Jun 01 2018
Maj. John George, the Army’s director of force development, said the service also plans to direct funding to meet the priorities outlined in the robotics and autonomous systems strategy. “Funds are going to accelerate development through demonstrations, experimentations and prototyping,” he said. The Army will use a “buy, try and acquire and decide approach.” Its [the Army’s] robotics portfolio has already seen an increase in recent years, he noted. From fiscal year 2017 to fiscal year 2019, research, development test evaluation and procurement funding went from $120 million to about $320 million in the most recent budget request, he said. Concurrently, science and technology investments in this category grew from $77 million to $105 million, he noted.
“The resources that we’re going to put in place are going to speed delivery of cutting-edge technologies to the warfighter by implementing our open architecture, the modularity strategy with common chassis for man-transportable robotic systems increment 2, common robotic system-individual and common robotic system-heavy,” he said.

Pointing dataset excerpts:
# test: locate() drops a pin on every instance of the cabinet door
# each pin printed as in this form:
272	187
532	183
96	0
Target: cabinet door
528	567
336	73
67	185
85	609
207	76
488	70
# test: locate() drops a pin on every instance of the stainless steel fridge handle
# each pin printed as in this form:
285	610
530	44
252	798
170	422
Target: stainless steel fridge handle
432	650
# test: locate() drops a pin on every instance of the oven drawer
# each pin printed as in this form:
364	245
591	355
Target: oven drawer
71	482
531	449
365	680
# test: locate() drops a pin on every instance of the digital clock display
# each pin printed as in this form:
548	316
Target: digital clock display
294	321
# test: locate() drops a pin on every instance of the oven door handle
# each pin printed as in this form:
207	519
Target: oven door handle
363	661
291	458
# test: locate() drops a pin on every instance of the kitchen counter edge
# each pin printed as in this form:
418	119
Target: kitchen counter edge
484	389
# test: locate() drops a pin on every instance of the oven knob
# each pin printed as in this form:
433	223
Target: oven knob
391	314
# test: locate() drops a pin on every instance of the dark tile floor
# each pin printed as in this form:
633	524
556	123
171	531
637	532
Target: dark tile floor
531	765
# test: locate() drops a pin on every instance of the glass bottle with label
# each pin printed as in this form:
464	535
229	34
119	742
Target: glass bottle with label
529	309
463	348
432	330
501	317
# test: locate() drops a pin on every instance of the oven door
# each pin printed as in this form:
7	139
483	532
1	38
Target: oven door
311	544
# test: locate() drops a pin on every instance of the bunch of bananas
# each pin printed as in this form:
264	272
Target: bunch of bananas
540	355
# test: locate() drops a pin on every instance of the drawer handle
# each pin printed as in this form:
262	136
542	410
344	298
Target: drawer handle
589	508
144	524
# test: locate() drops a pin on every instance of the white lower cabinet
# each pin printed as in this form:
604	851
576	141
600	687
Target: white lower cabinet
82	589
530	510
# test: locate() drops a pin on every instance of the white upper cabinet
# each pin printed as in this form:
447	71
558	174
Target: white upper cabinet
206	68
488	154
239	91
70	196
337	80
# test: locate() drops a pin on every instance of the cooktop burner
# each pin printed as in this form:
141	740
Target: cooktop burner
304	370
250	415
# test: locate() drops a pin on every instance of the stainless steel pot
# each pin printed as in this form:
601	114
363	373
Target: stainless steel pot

WHAT YOU HAVE TO DO:
For each of the statements (a), (b) and (c), state whether it agrees with the passage on Army robotics funding, and give yes or no along with the words from the passage that settle it, quoted exactly. (a) Research, development, test, evaluation and procurement funding grew from $120 million in fiscal year 2017 to about $320 million. (b) Science and technology investments in this category shrank over the same period. (c) The funds are intended to slow development so that prototypes can be tested more thoroughly.

RESPONSE TO THIS TASK:
(a) Yes: "From fiscal year 2017 to fiscal year 2019, research, development test evaluation and procurement funding went from $120 million to about $320 million in the most recent budget request"
(b) No: "science and technology investments in this category grew from $77 million to $105 million"
(c) No: "Funds are going to accelerate development through demonstrations, experimentations and prototyping"